• INSTRUCTIONS FOR THE TASK:
Reproduce the listing from the line containing "jeans in this photo." through the end of the listing, replacing "dark jeans" with "navy jeans" and leaving everything else unchanged.

• AVAILABLE DATA:
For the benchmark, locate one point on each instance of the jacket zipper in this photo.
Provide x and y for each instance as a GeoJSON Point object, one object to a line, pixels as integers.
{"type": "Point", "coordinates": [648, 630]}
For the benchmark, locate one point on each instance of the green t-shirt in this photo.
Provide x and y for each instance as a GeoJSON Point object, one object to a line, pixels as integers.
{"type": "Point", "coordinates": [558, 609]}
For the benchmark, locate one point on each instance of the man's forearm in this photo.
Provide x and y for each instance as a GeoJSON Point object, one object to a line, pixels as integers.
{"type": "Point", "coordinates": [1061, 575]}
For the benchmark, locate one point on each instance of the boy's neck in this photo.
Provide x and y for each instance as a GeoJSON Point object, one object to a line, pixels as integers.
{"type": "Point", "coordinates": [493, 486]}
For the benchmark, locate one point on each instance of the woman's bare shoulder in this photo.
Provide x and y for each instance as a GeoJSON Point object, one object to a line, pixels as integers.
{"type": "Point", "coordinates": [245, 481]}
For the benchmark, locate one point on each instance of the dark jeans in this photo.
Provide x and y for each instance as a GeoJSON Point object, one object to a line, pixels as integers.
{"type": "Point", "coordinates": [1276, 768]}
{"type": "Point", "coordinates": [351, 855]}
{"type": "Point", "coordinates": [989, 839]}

• EXERCISE SOLUTION:
For the benchmark, locate one point on each instance of the navy jeans in this photo.
Provide x and y for each instance as a GeoJSON Point object, one object to a line, pixels as integers.
{"type": "Point", "coordinates": [1276, 768]}
{"type": "Point", "coordinates": [351, 855]}
{"type": "Point", "coordinates": [989, 839]}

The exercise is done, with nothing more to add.